• **Activity**: Could you write out, word for word, only the lines from the one containing "cassock and supply a bounding box per instance." through the last line of the data below?

• **Data provided**:
_ _ _ _ _
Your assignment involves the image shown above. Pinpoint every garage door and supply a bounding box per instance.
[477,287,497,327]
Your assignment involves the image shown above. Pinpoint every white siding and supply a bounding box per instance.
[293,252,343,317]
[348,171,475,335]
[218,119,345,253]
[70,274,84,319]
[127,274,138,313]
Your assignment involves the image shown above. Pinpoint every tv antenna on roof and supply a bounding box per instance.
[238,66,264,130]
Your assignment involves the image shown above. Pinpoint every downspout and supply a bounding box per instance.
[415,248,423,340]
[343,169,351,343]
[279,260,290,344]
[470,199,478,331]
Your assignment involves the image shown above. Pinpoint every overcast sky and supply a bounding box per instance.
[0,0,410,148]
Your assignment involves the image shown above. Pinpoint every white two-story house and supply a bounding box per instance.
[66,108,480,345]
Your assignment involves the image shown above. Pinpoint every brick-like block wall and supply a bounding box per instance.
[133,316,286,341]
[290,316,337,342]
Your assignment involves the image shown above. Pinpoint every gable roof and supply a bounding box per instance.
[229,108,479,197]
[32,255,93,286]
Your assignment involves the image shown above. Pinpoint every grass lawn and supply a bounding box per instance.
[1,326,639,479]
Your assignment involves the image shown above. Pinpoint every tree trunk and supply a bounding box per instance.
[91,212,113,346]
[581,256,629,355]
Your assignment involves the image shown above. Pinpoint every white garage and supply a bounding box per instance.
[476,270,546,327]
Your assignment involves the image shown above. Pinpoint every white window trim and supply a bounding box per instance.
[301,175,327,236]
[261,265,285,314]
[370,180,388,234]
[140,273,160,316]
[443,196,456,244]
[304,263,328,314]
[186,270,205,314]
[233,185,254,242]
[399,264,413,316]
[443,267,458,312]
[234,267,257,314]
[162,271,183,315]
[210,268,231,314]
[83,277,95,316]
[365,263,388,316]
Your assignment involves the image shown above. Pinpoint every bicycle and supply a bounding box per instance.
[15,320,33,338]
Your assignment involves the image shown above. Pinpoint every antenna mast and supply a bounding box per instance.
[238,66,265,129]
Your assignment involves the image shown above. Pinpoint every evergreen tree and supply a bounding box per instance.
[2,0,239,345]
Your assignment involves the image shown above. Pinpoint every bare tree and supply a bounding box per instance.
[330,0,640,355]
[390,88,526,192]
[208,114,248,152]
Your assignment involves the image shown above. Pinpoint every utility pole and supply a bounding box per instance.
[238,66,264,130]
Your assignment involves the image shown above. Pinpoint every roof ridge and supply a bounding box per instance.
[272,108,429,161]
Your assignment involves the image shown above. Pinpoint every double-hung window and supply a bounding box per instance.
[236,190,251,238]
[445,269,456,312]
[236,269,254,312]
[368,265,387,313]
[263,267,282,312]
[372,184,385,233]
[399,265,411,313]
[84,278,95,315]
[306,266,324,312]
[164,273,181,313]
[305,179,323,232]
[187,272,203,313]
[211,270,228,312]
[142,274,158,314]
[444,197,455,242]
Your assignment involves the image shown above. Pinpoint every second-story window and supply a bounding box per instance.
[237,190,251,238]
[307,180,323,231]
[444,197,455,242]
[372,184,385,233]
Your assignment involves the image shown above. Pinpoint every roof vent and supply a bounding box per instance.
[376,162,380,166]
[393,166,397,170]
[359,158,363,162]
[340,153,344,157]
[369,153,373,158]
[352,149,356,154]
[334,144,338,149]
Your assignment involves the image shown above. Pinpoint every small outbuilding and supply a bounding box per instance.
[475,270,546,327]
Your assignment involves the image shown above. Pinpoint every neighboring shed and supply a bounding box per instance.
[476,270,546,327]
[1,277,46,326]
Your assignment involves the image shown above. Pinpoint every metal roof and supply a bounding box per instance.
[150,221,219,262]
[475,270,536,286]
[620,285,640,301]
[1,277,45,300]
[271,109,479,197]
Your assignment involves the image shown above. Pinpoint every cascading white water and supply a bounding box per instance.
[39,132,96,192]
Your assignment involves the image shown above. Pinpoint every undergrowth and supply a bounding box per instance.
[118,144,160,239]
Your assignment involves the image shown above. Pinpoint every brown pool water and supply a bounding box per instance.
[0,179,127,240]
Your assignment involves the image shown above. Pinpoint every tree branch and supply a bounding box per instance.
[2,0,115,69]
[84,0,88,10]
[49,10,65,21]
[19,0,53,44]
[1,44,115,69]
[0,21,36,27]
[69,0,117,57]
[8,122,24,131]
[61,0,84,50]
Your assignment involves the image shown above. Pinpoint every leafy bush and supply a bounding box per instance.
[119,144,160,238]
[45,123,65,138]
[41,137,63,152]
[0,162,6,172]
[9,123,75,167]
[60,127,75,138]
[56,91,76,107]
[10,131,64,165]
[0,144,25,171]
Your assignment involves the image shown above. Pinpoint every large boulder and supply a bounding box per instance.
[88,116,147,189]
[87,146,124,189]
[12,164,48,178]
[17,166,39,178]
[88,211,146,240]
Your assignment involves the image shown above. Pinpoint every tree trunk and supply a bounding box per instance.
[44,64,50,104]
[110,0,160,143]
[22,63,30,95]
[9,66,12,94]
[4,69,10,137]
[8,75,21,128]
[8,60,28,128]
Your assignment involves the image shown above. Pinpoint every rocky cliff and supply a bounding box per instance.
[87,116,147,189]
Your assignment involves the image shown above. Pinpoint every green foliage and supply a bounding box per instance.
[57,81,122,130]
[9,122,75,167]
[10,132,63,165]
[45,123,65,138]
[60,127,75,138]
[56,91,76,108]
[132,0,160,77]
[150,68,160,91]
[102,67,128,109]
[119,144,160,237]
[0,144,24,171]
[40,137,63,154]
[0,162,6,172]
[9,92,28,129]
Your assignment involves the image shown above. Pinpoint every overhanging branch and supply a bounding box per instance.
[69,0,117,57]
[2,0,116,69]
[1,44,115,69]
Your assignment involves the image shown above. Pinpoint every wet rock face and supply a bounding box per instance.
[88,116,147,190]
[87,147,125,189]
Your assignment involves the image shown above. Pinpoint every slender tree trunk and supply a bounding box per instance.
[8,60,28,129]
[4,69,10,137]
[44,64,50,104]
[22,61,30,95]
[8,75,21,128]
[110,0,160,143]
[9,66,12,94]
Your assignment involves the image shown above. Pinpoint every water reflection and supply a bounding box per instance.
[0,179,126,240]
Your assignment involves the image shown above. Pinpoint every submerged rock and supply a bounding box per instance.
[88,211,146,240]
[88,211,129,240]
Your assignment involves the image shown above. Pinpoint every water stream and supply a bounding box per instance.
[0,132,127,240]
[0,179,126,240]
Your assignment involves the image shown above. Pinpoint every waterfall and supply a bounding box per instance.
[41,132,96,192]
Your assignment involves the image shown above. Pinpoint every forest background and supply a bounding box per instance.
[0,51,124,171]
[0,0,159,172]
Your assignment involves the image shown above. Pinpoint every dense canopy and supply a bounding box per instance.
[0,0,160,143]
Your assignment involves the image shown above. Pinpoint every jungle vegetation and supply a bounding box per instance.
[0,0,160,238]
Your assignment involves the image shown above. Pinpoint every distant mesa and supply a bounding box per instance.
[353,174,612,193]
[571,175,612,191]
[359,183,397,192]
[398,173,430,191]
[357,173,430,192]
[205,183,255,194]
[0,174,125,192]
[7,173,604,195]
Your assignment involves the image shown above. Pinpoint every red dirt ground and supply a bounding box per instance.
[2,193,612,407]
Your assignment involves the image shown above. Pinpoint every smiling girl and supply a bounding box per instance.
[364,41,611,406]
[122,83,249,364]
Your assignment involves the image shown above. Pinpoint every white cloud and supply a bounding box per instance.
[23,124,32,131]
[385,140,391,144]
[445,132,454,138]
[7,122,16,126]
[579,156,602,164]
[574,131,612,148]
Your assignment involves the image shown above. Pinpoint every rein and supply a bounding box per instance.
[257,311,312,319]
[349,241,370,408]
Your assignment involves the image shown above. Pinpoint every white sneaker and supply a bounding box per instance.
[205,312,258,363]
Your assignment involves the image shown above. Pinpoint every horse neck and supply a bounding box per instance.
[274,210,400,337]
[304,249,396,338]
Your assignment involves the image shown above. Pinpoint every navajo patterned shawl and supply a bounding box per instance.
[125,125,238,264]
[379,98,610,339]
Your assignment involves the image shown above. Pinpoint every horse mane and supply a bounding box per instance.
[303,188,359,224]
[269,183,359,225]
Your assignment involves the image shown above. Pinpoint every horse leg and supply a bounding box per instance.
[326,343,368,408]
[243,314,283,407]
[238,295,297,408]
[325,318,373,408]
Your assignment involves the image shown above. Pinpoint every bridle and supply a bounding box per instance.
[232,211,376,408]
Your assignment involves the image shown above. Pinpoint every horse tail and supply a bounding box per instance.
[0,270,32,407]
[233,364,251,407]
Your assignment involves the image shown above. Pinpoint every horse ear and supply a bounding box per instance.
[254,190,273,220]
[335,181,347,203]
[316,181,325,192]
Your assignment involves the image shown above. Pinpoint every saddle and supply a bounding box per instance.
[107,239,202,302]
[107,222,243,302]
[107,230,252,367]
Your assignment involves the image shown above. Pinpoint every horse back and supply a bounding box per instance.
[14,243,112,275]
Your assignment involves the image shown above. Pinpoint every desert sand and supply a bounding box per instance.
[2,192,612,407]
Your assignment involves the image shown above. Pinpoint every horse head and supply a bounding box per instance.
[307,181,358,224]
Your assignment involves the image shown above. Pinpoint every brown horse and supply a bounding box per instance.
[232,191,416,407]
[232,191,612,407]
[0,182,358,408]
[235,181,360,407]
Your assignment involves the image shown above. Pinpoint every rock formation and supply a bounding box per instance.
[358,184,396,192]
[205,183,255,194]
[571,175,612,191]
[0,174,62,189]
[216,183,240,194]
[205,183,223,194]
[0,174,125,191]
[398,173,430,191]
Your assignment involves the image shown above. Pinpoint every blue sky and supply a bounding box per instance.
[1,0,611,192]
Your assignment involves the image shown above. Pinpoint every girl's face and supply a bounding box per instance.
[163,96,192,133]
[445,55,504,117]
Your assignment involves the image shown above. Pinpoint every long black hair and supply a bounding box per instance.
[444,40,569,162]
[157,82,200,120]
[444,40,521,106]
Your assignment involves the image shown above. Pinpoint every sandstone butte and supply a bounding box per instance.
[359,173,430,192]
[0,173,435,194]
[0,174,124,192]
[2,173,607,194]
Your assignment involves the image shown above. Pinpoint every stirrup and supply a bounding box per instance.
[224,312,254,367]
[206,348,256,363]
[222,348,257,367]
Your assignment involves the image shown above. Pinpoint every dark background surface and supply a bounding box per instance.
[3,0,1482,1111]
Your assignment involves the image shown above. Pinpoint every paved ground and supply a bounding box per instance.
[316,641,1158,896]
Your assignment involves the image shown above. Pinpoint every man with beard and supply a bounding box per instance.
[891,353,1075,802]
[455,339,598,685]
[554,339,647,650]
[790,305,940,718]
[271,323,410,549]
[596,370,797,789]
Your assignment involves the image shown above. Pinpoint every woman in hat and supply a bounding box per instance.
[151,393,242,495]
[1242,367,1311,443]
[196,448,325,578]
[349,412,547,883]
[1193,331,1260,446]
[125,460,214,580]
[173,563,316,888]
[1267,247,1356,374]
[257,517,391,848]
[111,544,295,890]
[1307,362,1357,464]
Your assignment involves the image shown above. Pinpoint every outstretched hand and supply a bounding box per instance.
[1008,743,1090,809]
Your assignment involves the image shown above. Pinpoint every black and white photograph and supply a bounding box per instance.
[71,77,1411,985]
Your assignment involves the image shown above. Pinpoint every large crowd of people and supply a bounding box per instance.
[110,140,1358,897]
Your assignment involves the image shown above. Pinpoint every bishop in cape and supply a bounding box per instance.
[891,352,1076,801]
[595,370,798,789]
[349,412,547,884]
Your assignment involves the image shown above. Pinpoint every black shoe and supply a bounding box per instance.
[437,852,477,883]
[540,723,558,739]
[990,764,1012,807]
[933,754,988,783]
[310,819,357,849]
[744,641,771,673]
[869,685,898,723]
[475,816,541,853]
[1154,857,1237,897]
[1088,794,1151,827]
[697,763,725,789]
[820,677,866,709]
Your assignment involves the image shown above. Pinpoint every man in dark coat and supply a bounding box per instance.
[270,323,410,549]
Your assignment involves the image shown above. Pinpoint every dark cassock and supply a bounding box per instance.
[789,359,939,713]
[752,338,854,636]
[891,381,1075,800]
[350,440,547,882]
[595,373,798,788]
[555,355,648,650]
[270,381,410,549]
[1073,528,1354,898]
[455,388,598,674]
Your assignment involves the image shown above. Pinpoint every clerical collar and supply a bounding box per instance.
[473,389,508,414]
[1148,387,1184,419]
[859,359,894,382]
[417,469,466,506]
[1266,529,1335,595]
_ _ _ _ _
• **Exercise result**:
Your assignment involves the image shown above. Pinpoint every dark cassock and supply a bounding box per instance.
[789,359,939,713]
[752,338,854,636]
[891,381,1075,800]
[350,440,547,882]
[595,373,798,788]
[555,355,648,650]
[270,381,410,549]
[1073,528,1354,898]
[455,388,598,674]
Your assignment involves the image shown above. Pinpoint every clerical collar and supply a bounding box per instance.
[473,389,508,414]
[1148,387,1184,419]
[859,359,894,382]
[417,469,466,506]
[1266,529,1335,595]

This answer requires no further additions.